● Data extracts:
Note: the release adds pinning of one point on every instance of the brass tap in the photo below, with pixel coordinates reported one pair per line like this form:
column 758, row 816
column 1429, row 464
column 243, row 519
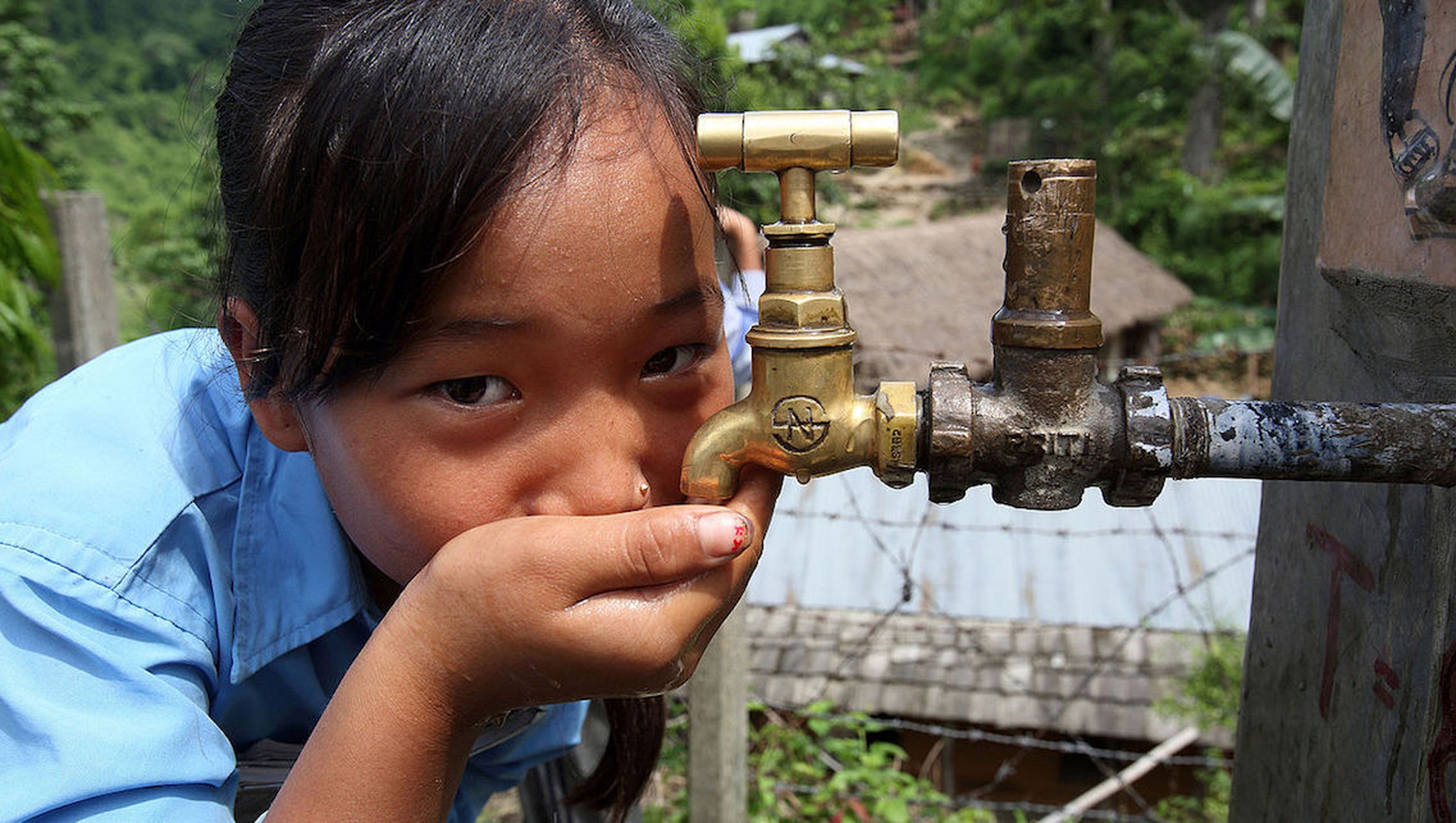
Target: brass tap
column 1046, row 427
column 802, row 415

● Exercise aim:
To complete the exercise, return the listing above exactly and omit its pictures.

● Written solution:
Note: the release adds pinning of one point on every instance of the brass tap in the photo below, with pixel coordinates reported one pair per line like this form:
column 758, row 816
column 1429, row 464
column 243, row 519
Target: brass tap
column 1046, row 427
column 802, row 415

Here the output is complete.